* Your goal:
Copy the records below exactly, leaving out every picture.

[Records drawn from a dataset]
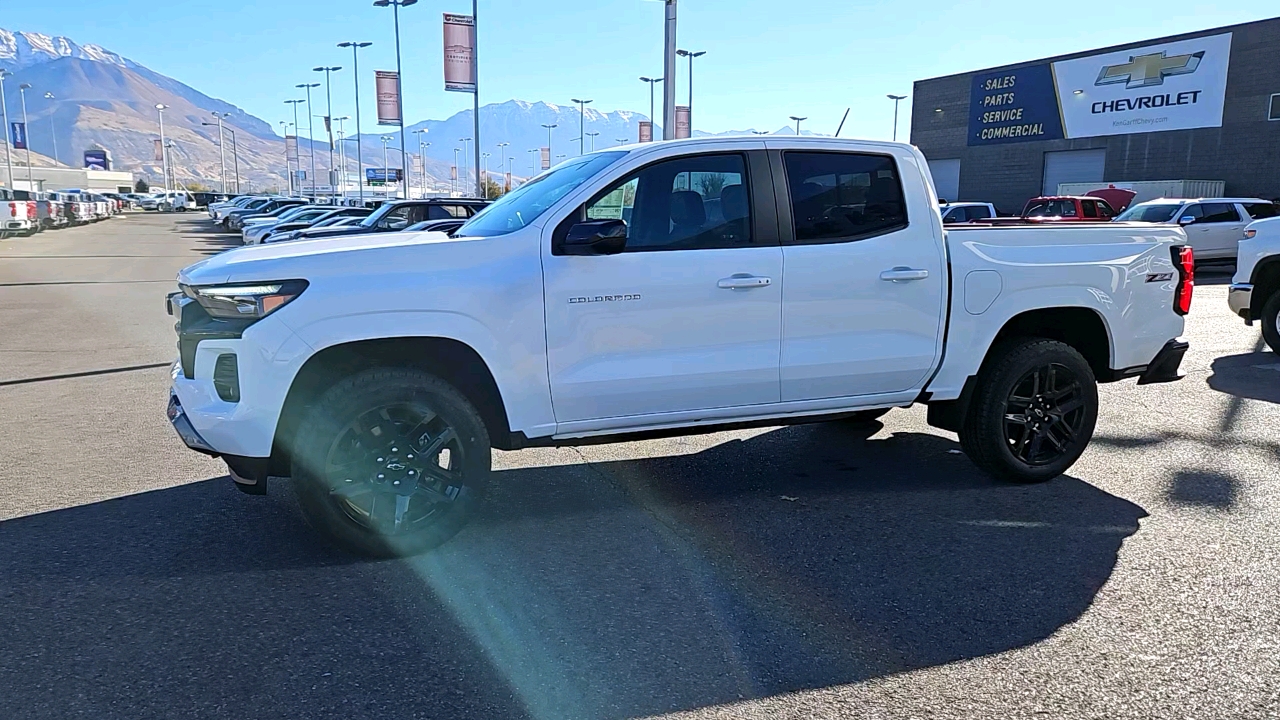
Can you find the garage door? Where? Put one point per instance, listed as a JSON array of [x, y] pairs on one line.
[[1073, 165], [946, 178]]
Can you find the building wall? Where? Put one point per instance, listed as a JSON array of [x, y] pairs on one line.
[[1244, 151]]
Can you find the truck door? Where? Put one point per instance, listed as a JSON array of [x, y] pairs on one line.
[[864, 291], [688, 317]]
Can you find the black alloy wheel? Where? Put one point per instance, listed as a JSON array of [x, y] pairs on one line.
[[1045, 415], [396, 468]]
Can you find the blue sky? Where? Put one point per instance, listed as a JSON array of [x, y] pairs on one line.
[[766, 59]]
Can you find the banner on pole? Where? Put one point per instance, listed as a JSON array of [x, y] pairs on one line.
[[682, 122], [387, 85], [460, 53], [19, 135]]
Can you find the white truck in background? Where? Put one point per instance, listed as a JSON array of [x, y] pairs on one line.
[[746, 282]]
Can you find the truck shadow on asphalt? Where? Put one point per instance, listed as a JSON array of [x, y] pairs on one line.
[[801, 557]]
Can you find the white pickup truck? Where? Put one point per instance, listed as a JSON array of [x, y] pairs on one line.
[[668, 287], [1255, 292]]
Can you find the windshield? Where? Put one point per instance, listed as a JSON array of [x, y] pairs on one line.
[[1151, 213], [521, 206]]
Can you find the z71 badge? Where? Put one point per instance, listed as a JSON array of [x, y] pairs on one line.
[[603, 299]]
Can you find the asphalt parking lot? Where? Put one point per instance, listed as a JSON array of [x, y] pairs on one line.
[[810, 572]]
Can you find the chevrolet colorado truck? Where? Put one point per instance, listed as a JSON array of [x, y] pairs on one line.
[[659, 288], [1255, 292]]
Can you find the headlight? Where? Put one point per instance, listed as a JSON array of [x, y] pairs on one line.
[[248, 301]]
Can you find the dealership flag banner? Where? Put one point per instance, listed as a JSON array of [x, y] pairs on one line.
[[460, 53], [387, 85], [1176, 85], [19, 135]]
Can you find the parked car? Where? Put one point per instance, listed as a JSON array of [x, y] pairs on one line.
[[400, 214], [1059, 209], [1214, 226], [17, 217], [1255, 292], [298, 223], [378, 370], [967, 212]]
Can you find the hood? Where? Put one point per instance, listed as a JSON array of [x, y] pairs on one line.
[[311, 258]]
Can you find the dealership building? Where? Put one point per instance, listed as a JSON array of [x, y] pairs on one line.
[[1196, 106]]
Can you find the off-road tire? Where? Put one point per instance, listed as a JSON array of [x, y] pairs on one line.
[[1270, 320], [348, 400], [983, 433]]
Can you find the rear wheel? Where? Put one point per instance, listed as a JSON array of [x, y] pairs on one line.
[[1271, 322], [391, 461], [1032, 413]]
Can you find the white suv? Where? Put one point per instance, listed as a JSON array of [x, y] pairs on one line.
[[1214, 226]]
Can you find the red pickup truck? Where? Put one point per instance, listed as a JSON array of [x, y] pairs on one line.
[[1068, 208]]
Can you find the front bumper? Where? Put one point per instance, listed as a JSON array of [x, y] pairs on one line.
[[1239, 299]]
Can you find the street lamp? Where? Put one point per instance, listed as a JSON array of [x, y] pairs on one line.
[[652, 82], [22, 94], [311, 132], [355, 62], [690, 54], [328, 113], [164, 167], [53, 131], [581, 124], [896, 99], [400, 80], [549, 128]]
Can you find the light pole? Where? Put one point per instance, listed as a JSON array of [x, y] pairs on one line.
[[549, 128], [896, 99], [288, 164], [668, 73], [328, 113], [311, 132], [385, 139], [4, 118], [421, 154], [581, 124], [26, 130], [53, 131], [164, 167], [355, 64], [690, 55], [342, 154]]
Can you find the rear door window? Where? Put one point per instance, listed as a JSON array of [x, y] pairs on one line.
[[844, 196]]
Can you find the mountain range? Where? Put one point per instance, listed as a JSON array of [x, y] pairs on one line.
[[103, 99]]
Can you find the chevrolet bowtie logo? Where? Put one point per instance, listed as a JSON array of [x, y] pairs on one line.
[[1146, 71]]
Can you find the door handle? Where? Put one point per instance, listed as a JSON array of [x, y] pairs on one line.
[[744, 282], [904, 274]]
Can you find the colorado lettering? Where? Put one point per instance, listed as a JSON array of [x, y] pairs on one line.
[[1146, 103], [1013, 131]]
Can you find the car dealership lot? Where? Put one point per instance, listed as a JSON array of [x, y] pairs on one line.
[[819, 570]]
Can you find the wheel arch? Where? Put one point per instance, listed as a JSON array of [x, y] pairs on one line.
[[452, 360]]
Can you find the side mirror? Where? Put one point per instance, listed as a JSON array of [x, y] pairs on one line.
[[595, 237]]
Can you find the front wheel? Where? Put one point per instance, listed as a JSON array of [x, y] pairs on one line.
[[1271, 322], [391, 461], [1032, 411]]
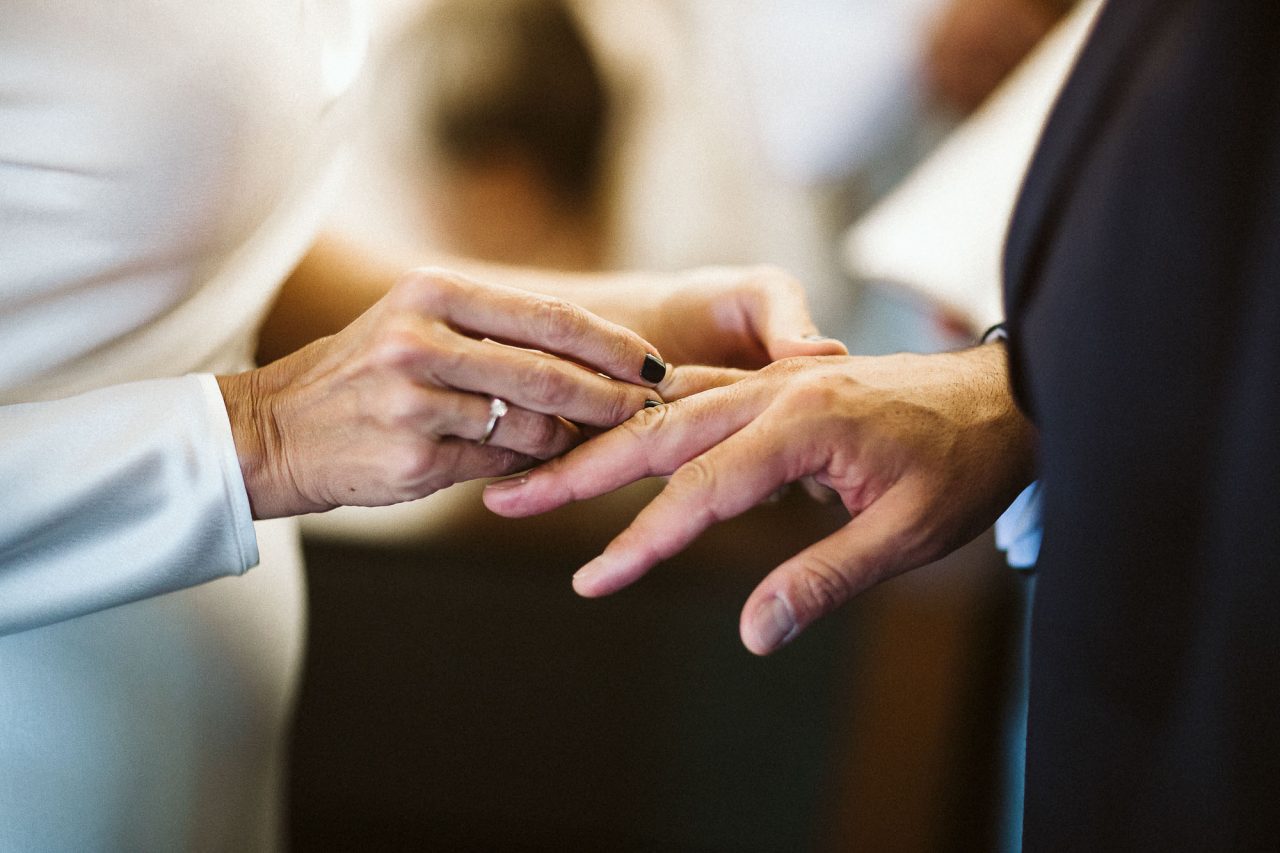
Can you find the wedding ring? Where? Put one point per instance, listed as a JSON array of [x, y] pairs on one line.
[[497, 409]]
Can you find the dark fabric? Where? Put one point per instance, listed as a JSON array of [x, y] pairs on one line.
[[1143, 296]]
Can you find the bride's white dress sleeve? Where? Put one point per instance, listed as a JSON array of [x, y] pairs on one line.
[[114, 496]]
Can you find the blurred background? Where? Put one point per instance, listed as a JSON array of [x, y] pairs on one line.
[[457, 696]]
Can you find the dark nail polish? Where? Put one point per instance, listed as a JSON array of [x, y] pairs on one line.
[[653, 370]]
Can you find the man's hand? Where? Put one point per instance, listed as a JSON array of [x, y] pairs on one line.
[[391, 407], [924, 451]]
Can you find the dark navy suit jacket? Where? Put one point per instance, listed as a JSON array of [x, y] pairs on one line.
[[1143, 300]]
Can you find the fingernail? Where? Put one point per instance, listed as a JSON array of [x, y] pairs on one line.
[[773, 624], [589, 571], [653, 370], [510, 483]]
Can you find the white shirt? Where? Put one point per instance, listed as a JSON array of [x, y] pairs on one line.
[[163, 167]]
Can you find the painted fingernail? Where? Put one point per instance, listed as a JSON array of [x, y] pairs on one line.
[[510, 483], [773, 624], [653, 370]]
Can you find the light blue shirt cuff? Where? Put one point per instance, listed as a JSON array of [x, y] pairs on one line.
[[1019, 529]]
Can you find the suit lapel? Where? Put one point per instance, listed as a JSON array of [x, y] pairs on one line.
[[1082, 106]]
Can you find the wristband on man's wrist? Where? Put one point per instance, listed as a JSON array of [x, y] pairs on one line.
[[995, 333]]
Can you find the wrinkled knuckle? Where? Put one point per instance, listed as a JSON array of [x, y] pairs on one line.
[[621, 405], [696, 475], [543, 437], [547, 387], [823, 587], [563, 323], [408, 466], [402, 407], [429, 288], [398, 346]]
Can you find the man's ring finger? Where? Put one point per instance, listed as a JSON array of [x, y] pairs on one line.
[[497, 409]]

* Task output:
Can you find the garage door? Where? Put one point per instance, listed as a JSON array of [x, y] pairs on one line.
[[1073, 165], [946, 178]]
Can you find the building wall? Where? Put one point per instance, listed as a JSON array of [x, y] pairs on one line.
[[1244, 151]]
Can you find the truck door? Where? Put one point per instance, listed as a JSON array of [x, y] pairs on one line.
[[864, 291], [688, 317]]
Can you find the black alloy wheel? Where? Put one point per instance, listed as a JSON array of [x, y] pairs on one line.
[[1045, 415], [396, 468]]
Can you find the blue sky? Where? Put one point per instance, listed as a JSON array of [x, y] pairs on one line.
[[766, 59]]
Can you find the banner on pole? Where? Put one point per instance, listed as a JSON array of [x, y] pairs on one line.
[[682, 122], [387, 85], [460, 53], [19, 135]]
Can you find the white truck in background? Where? Put one point per instance, listed as a JSON array of [x, y] pairs on one line.
[[746, 282]]
Can you find the truck shadow on asphalt? Where? Put one point per instance, listed as a JSON array of [x, y] pairs on one line.
[[801, 557]]
Can you find the white pickup truck? Where? Put one point per instance, listed as a JSON array of [x, y] pairs on one line.
[[668, 287], [1255, 292]]
Can you find the windshield? Where? Put one point per instance, listed as a JSON array of [x, y] pairs on one line.
[[1151, 213], [521, 206]]
Can you find the z71 badge? Where? Put one point per instance, listed as a JSON array of [x, y] pairs on one line.
[[603, 299]]
Can you find the asphalt parking lot? Where? Put one point per instance, listed as a JSON array of [x, y] pairs on one line.
[[810, 572]]
Can you find the chevrolet colorado truck? Where? Put one point per instance, listed as a JSON array of [x, y] pairs on one line.
[[659, 288], [1255, 292]]
Can you find the headlight? Where? Put one point per instance, listed as a JSON array of [x, y] pairs on one line.
[[248, 301]]
Can you find the dealership flag banner? Where? Put one point per instance, listed as a JSON array of [x, y] pairs on one line.
[[460, 53], [387, 85], [1176, 85], [19, 135]]
Can you find the parked car? Where? Put one point per instance, listed as a JSON array of [x, y] pairs on one line.
[[400, 214], [1059, 209], [1214, 226], [17, 217], [1255, 292], [298, 223], [378, 370], [967, 212]]
Can you find the hood? Where? Put one point per instance, listed as a JSON array of [x, y] pairs on one line.
[[311, 258]]
Can you find the dealership building? Where? Put one point per instance, listed as a JSON array of [x, y] pairs on one line.
[[1196, 106]]
Can you find the off-road tire? Where? Put one point per instance, listed as a JSON array of [x, y] pairs on one line.
[[1270, 320], [348, 400], [983, 433]]
Can you find the rear wheel? Where? Put one point per instance, listed as a JSON array of [x, y] pairs on one line.
[[1271, 322], [391, 461], [1032, 413]]
Can you find the white suv? Where? Put one point per instance, listed as a JSON array of [x, y] pairs on one line.
[[1214, 226]]
Can you find the red pickup truck? Where? Put one point per instance, listed as a JSON array of [x, y] pairs on one line.
[[1068, 208]]
Can you find the front bumper? Where? Put one point per instance, listed as a JSON array of [x, y] pairs on one line.
[[1239, 299]]
Can you find the street lamp? Where? Put one point per instance, listed as a JSON array of [x, y] pairs on one line.
[[652, 82], [22, 94], [311, 132], [355, 62], [690, 54], [328, 113], [164, 167], [53, 131], [581, 124], [896, 99], [400, 80], [549, 128]]
Can you find the light pole? Where? Put one point per instance, listed as a JSON array of [x, y] pairs on one line.
[[549, 128], [896, 99], [288, 164], [668, 73], [328, 113], [311, 132], [385, 139], [4, 118], [421, 154], [581, 124], [26, 130], [53, 131], [164, 167], [355, 64], [690, 55], [342, 154]]
Can you find the rear door window? Where? Put one point per instance, listed as a JSON array of [x, y] pairs on one line.
[[844, 196]]
Can you find the mountain range? Where? Put one point per instance, listed as a JSON array of [x, y] pairs on one line.
[[103, 99]]
Can you find the chevrolet bowtie logo? Where? Put one point per instance, listed as a JSON array of [x, y] pairs on one line.
[[1146, 71]]
Can you find the door handle? Where? Put one point per instance, listed as a JSON array of [x, y] pairs on one line.
[[744, 282], [904, 274]]
Can you find the colorado lettering? Where? Put one point per instance, listed as a JSON array of [x, y] pairs on one line.
[[1146, 103], [1013, 131]]
Can you find the car dealership lot? Where? Put one point per instance, listed as a JSON array of [x, y] pairs on one line.
[[819, 570]]
Can you find the wheel arch? Where? Put one point per instance, listed as a JSON array of [x, y] pairs on one line.
[[452, 360]]
Can you find the side mirror? Where? Put one point per instance, listed as a JSON array of [x, y] pairs on one line.
[[595, 237]]
Can you find the front wheel? Where? Put one point per instance, listed as a JSON array of [x, y] pairs on one line.
[[1271, 322], [391, 461], [1032, 411]]
Can you find the wedding ring? Where? Put one point per instance, listed as a JSON array of [x, y] pairs on one line.
[[497, 409]]
Can you find the dark fabric? Where? Put one point per instance, listed as a JSON array of [x, y] pairs on one line.
[[1143, 296]]
Can you find the bride's white dress sleeve? Where? Put one point per instance, listed as a JSON array of [x, y] pairs on one line.
[[114, 496]]
Can you find the blurred background? Where? Put one point per instance, listed as a JSON array of [x, y] pairs on one line.
[[457, 696]]
Can you find the dark nail polish? Where? Put one point per instance, listed as a JSON array of [x, y] pairs on one line.
[[653, 370]]
Can you find the man's hand? Where? Put one point per instance, listed as a JSON array of [x, y] pairs on one line.
[[391, 407], [924, 451]]
Can you find the dark navy suit jacket? Where? Put one point per instance, listed as a JSON array of [x, y] pairs on one line.
[[1143, 300]]
Can you find the fingernail? Where? Put one point per instance, listed as a JSON array of [x, y] pairs on one line.
[[773, 624], [589, 571], [653, 370], [510, 483]]
Can you find the white shirt? Where? Put one point per instance, listed as a JSON array of [x, y] pairs on one line.
[[163, 167]]
Can you find the painted fingernail? Where? Put one point per instance, listed as a JSON array of [x, y] pairs on one line.
[[510, 483], [773, 624], [653, 370]]
Can you find the light blue shirt cuff? Where? Put one point per instance, listed as a JSON array of [x, y] pairs on one line.
[[1019, 529]]
Can you find the suit lapel? Where? Put one point per instance, listed as a JSON array of [x, y] pairs on one line.
[[1082, 106]]
Can you find the wristband on man's wrist? Where? Put one point per instance, listed as a JSON array of [x, y] pairs on one line.
[[995, 333]]
Can you find the wrinkled knuckle? Where? Put one point per instance, listed as a JSON array of [x, y] pairs on one line.
[[621, 405], [696, 475], [543, 437], [547, 387], [823, 587], [563, 323], [408, 466], [402, 407], [429, 288], [398, 346]]
Can you find the man's ring finger? Where? Put one point per instance, listed as a JSON array of [x, y] pairs on one line.
[[497, 409]]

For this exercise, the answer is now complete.